• **Source**

· · · ·

Après l’horreur, la double victoire Sonia Swett
JUSTICE. Lorsque Sonia Swett est montée sur la scène du gala des Omer en mars dernier pour cueillir un prix décerné à sa compagnie (ClientWeb), elle avait une double raison de lever le poing au ciel.
La veille, au Palais de justice de Granby, son père Martin Swett avait été condamné à 10 ans de pénitencier pour de multiples agressions sexuelles commises sur sa fille, des actes étalés sur une décennie complète.
Cette condamnation venait aussi mettre un terme à un processus judiciaire entamé trois ans plus tôt par la mère de famille et femme d’affaires. «Les émotions étaient très fortes. La sentence de mon père était une grande victoire pour moi, et j’étais également récompensée sur le plan professionnel. Ce fut vraiment une belle soirée», confie-t-elle avec fierté.
Armée de son sourire éclatant, de son énergie contagieuse et de son charisme, Sonia Swett multiplie les entrevues et les conférences depuis quelques mois, afin de faire connaître son histoire, et surtout «briser le silence».

· · · ·

• **Liste des tâches**
A – Traduisez en anglais cette phrase de l'article sur Sonia Swett : « Armée de son sourire éclatant, de son énergie contagieuse et de son charisme, Sonia Swett multiplie les entrevues et les conférences depuis quelques mois, afin de faire connaître son histoire, et surtout «briser le silence». »
B – Prolongez l'article sur Sonia Swett au-delà de sa dernière phrase.

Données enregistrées
· · · ·

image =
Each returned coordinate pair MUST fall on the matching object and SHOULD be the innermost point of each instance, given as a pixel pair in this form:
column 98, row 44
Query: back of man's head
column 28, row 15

· · · ·

• **Résultats par ordre**
A – Armed with her dazzling smile, her contagious energy and her charisma, Sonia Swett has been giving one interview and talk after another for the past few months to make her story known and, above all, to "break the silence."

B –
Ce silence, elle l’a elle-même gardé durant tout le temps qu’ont duré les agressions et manœuvres contrôlantes de son père, de 10 à 20 ans, et ensuite jusqu’à l’âge de 31 ans. «Je me suis confiée à un de mes frères pour la première fois en 2011, parce que je craignais que des jeunes filles de mon entourage ne subissent la même chose que moi. Quand on a un doute, il ne faut jamais hésiter à signaler si l’on croit que quelqu’un est victime d’abus», lance celle qui habite maintenant à Sainte-Catherine-de-Hatley.
Une famille divisée
Même si l’annonce crée une onde de choc dans son entourage, Mme Swett va de l’avant et entame un processus judiciaire en 2014. Des proches lui tournent alors le dos. «Il y a des gens du côté de mon père qui ont pris son parti et qui ont décidé de ne plus me parler; pour eux, je ne fais plus partie de la famille. En contrepartie, j’ai reçu un support exceptionnel de plusieurs autres parents, de ma belle-famille, et surtout, de mon conjoint Kevin. Tout au long des démarches, il y avait toujours de nombreuses personnes pour me soutenir», se rappelle-t-elle avec gratitude.
Mettant à profit son sens de l’organisation, Sonia Swett est passablement bien préparée lorsqu’elle décide de porter plainte aux policiers. «J’avais rassemblé plusieurs preuves et témoignages. J’avais notamment retrouvé l’un de mes bulletins du primaire où il était indiqué que, sur 180 journées de classe, j’avais plus d’une centaine d’absences. Dans son témoignage, mon père disait qu’il voulait me protéger contre l’intimidation subie à l’école et c’est ce qui expliquait mes nombreuses absences».
Même si toutes les preuves étaient contre lui, il n’a jamais reconnu ses torts. C’est ce que je trouve le plus regrettable dans tout ça», laisse-t-elle entendre.
Elle respectait «l’autorité»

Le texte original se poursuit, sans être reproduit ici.